* **Verilen metin**

2 entry daha
  • padişah sultan mahmut bir gün tebdil-i kıyafet ederek halkın içine çıkar
    ve bir yerde iki dilenci ile karşılaşır ve kendisini vezir olarak tanıtır,
    padişah namına sorar padişahımızdan memnun musunuz diye, dilencilerden biri padişahımızın allah zevalini vermesin ondan allah razı olsun diye padişaha methiyeler okur, (tabi osmanlı geleneğinde padişaha methiye yağdırmak bahşişle ödüllendirilen bir davranıştır, zaten şimdilerde yok olmaya yüz tutan el öpen çocuklara para vermek geleneğimiz ordan gelir) bundan etkilenen ve dilencinin haline acıyan padişah saraya gidince bir büyük bir tepsi baklava hazırlatır ve baklavanın altına altın sikkeler döşetir ve askerlerine bunu o dilenciye götürmelerini emreder, askerler baklava tepsisini dilneciye götürerek :

    -al bu padişahımızın sana hediyesidir. derler...

    dilenci tepsiyi almasına alır ama askerler gittikten sonra serzenişe
    başlar :

    -koskoca padişahın hediyesine bak der ve tepsiyi yanındaki bir başka
    dilenciye verir.

    başka bir zaman gene padişah tebdil-i kıyafet ederek halkın içine çıkar
    ve bir de bakar ki aynı dilenci hala dileniyor, dilenciye sorar -geçen
    padişahın sana yolladığı baklava tepsisini beğendin mi, diye... tabi bu
    diyalogtan dilencinin baklavanın içindeki altınları farketmeden burun
    kıvırıp baklava tepsisini başkasına verdiği anlaşılmış, ama dilenci
    giden altınlara üzülmesin diye dilenciye hissettirilmemiş...

* **Çalışma görevi 1**
Sultan Mahmut hikâyesinde padişah, dilenciye gönderttiği baklavanın altına ne döşetiyor?
* **Çalışma görevi 2**
Sultan Mahmut hikâyesinden bir bölümü harfi harfine yazın: "-al bu padişahımızın" sözlerinin geçtiği yerden başlayın, "diye dilenciye hissettirilmemiş..." sözlerinden sonra durun.

* **Verilen veriler**
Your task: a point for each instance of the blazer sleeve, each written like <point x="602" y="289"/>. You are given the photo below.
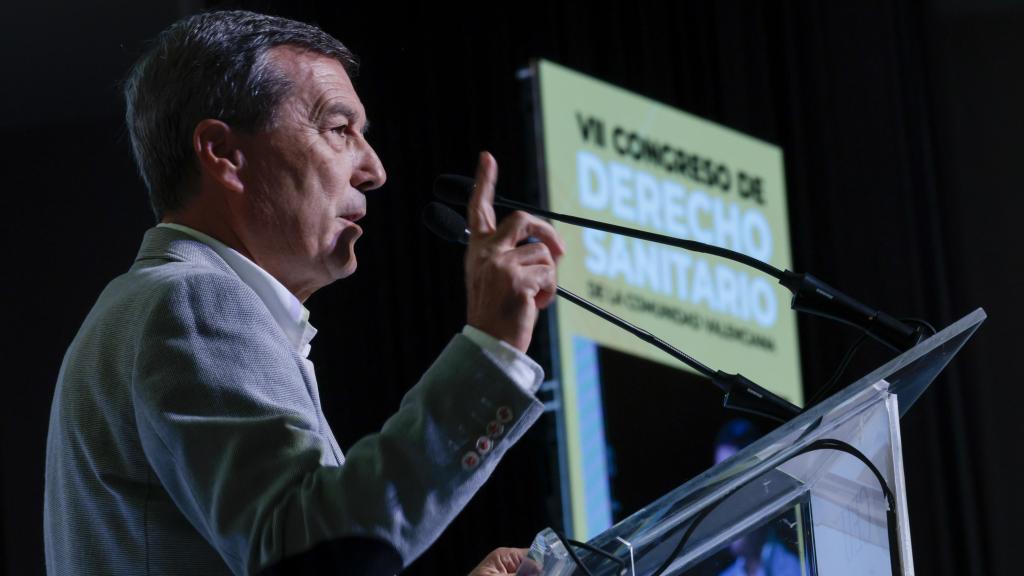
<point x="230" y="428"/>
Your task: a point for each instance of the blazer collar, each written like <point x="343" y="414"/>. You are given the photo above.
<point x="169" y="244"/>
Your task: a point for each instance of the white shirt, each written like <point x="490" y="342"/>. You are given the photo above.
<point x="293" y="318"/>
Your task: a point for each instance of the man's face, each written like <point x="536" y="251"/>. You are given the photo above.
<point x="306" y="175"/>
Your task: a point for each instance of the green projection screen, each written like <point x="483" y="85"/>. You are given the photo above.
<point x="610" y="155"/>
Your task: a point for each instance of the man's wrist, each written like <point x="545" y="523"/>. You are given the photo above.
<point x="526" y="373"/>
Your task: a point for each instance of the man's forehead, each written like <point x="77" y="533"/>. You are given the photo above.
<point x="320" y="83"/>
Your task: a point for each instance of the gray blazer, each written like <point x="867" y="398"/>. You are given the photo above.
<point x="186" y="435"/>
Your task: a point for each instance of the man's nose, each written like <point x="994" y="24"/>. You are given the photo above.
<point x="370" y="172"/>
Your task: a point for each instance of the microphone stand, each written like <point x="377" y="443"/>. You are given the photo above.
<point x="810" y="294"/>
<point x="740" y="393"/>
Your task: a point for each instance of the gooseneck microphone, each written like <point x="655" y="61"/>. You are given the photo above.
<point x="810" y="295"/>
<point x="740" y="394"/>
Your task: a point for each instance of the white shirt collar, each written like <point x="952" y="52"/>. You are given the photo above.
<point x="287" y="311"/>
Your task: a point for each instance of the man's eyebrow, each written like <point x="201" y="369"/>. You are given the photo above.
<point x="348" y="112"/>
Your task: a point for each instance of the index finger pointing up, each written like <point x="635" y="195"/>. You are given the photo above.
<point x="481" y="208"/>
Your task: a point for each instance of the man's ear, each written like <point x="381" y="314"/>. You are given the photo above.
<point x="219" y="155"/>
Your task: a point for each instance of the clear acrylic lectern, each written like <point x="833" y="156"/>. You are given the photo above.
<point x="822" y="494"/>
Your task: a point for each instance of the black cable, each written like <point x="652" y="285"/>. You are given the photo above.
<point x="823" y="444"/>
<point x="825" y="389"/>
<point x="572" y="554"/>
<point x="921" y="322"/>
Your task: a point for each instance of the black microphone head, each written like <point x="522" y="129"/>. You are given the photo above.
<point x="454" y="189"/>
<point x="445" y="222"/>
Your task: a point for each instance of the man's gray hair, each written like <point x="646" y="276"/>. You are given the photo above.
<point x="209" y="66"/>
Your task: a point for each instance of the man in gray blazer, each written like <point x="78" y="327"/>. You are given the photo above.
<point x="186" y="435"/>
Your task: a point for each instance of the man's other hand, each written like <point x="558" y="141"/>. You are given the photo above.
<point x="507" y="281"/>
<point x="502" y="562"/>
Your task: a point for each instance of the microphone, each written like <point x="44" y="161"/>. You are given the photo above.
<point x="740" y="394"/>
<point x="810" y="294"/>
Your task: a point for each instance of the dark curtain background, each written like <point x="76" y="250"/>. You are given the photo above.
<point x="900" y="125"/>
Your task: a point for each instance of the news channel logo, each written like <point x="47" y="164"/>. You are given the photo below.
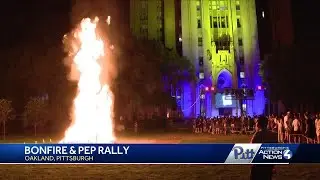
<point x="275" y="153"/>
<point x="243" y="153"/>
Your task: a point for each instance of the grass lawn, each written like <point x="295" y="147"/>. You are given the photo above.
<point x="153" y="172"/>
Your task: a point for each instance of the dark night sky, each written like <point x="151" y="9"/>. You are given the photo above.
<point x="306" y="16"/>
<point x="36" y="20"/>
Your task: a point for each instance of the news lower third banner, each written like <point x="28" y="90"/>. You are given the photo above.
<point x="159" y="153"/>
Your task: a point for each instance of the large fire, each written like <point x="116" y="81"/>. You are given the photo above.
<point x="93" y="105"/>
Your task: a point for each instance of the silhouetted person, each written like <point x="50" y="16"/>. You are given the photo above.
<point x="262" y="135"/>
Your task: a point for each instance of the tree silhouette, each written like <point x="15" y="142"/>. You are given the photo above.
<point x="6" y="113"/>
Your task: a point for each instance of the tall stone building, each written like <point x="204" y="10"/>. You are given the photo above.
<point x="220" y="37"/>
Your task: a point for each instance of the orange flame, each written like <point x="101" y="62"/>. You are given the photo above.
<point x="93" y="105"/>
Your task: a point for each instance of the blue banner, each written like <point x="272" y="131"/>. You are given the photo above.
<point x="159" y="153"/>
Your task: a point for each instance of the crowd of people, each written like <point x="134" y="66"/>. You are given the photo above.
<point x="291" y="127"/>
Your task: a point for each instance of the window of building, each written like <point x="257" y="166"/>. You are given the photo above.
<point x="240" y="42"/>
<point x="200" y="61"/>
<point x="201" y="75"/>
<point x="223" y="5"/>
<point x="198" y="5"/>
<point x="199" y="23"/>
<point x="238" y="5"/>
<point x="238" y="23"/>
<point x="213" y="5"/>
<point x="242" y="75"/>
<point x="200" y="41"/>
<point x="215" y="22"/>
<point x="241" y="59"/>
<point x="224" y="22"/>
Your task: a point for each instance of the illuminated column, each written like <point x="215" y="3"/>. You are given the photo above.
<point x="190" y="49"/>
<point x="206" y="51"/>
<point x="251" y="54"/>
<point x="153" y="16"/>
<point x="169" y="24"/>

* **Alıştırma cevabı 1**
Altın sikkeler döşetiyor.

* **Alıştırma cevabı 2**
-al bu padişahımızın sana hediyesidir. derler...

    dilenci tepsiyi almasına alır ama askerler gittikten sonra serzenişe
    başlar :

    -koskoca padişahın hediyesine bak der ve tepsiyi yanındaki bir başka
    dilenciye verir.

    başka bir zaman gene padişah tebdil-i kıyafet ederek halkın içine çıkar
    ve bir de bakar ki aynı dilenci hala dileniyor, dilenciye sorar -geçen
    padişahın sana yolladığı baklava tepsisini beğendin mi, diye... tabi bu
    diyalogtan dilencinin baklavanın içindeki altınları farketmeden burun
    kıvırıp baklava tepsisini başkasına verdiği anlaşılmış, ama dilenci
    giden altınlara üzülmesin diye dilenciye hissettirilmemiş...